## Task statement:
Retype, word for word, each line between the lines holding "Target: moss on ground" and "point: dirt track", inclusive, and leave the rest of the data alone.

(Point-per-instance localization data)
+ + + + +

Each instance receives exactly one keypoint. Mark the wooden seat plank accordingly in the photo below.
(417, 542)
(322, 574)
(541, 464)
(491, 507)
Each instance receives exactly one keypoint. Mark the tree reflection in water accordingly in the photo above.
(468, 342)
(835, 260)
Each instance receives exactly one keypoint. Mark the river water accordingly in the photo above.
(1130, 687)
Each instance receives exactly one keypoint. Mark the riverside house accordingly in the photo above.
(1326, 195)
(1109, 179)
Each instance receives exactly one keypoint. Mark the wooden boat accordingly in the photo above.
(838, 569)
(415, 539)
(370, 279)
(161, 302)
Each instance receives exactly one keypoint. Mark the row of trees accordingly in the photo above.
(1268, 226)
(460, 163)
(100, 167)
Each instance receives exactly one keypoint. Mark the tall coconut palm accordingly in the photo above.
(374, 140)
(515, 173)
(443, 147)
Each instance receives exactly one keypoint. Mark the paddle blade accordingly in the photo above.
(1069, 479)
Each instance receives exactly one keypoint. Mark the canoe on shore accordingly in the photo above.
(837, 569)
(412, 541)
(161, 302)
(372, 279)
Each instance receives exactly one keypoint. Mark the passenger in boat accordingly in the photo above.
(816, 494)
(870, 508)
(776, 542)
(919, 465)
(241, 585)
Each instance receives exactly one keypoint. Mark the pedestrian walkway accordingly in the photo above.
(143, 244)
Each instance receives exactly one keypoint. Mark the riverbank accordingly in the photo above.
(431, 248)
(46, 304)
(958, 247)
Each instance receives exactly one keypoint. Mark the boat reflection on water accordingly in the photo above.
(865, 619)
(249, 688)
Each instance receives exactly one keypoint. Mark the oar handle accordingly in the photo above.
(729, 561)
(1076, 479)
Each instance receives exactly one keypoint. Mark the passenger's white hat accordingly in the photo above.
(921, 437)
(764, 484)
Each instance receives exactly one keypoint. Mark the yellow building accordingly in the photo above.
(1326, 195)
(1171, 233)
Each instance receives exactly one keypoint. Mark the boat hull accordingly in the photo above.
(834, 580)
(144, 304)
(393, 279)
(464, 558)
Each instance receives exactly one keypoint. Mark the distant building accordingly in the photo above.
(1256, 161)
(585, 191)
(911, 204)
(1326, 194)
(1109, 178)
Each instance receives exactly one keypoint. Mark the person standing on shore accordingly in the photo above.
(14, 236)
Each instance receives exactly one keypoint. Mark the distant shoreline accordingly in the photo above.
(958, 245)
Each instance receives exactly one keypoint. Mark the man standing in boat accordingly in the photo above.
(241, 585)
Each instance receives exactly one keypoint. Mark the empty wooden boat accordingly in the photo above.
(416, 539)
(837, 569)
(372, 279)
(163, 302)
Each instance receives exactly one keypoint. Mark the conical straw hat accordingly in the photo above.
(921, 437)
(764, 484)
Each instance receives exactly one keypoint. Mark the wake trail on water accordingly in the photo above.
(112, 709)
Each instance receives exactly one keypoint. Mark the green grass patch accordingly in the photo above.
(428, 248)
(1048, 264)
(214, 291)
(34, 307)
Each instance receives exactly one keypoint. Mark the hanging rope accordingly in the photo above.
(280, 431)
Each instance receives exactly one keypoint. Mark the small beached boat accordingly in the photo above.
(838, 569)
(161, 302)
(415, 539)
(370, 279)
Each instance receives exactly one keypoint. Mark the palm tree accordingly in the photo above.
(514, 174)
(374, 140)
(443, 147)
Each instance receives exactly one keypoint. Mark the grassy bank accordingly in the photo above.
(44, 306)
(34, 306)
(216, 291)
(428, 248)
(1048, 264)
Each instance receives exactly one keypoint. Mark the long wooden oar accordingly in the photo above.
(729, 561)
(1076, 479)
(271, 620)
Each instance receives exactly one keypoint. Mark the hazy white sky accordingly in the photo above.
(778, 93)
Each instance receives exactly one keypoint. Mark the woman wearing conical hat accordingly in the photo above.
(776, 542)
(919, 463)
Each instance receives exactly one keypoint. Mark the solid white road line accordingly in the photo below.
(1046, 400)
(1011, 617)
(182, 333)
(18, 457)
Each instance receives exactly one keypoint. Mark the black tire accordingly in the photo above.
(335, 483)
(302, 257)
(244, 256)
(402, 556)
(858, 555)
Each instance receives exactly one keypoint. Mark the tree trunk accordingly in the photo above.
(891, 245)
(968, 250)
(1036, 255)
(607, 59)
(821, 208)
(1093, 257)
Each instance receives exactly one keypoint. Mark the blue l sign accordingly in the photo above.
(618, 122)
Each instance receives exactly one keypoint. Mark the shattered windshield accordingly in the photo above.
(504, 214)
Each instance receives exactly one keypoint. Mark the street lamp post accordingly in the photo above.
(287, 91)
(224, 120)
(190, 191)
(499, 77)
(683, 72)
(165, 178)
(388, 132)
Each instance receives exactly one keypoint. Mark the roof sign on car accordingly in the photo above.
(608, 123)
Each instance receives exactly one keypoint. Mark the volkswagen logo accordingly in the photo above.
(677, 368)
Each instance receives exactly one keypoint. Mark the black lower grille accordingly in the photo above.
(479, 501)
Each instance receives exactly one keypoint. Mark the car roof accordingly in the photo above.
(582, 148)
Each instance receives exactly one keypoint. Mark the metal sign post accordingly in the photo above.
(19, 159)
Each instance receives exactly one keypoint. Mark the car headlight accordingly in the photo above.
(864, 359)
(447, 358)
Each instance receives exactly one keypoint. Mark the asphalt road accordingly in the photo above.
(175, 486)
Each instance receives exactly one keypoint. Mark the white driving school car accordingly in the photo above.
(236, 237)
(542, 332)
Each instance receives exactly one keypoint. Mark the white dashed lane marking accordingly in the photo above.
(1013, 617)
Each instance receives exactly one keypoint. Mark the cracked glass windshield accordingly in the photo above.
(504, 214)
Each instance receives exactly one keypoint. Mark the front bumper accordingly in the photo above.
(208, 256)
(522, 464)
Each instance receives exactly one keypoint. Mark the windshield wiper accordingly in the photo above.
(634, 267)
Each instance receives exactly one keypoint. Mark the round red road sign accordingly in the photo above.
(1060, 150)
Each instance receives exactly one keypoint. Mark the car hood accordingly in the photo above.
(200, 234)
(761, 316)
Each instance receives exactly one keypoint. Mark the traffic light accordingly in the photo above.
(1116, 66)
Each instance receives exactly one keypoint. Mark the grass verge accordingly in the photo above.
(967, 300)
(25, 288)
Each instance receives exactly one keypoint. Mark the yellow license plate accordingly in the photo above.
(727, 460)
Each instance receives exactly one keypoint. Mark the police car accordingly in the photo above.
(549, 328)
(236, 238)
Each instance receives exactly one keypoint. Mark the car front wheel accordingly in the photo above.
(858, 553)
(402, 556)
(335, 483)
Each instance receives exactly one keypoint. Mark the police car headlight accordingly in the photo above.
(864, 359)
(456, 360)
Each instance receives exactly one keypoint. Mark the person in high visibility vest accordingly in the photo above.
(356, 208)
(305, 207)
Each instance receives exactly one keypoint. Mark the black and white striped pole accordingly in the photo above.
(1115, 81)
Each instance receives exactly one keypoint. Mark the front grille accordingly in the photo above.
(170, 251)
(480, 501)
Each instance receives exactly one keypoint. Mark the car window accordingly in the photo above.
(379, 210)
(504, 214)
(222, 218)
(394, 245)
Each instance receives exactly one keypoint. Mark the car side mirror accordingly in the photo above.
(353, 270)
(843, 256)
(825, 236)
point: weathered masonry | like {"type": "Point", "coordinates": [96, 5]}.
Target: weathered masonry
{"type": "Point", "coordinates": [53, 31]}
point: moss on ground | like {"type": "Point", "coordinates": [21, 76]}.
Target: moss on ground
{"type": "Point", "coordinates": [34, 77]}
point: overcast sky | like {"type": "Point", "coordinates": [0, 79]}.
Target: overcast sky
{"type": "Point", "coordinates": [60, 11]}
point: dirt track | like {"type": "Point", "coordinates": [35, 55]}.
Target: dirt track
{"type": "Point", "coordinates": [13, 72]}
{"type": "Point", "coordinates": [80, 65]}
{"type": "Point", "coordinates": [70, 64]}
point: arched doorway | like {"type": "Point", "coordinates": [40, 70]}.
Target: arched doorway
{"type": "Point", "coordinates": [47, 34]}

+ + + + +

## Exercise response:
Target: moss on ground
{"type": "Point", "coordinates": [34, 77]}
point: overcast sky | like {"type": "Point", "coordinates": [0, 79]}.
Target: overcast sky
{"type": "Point", "coordinates": [60, 11]}
point: dirt track | like {"type": "Point", "coordinates": [35, 55]}.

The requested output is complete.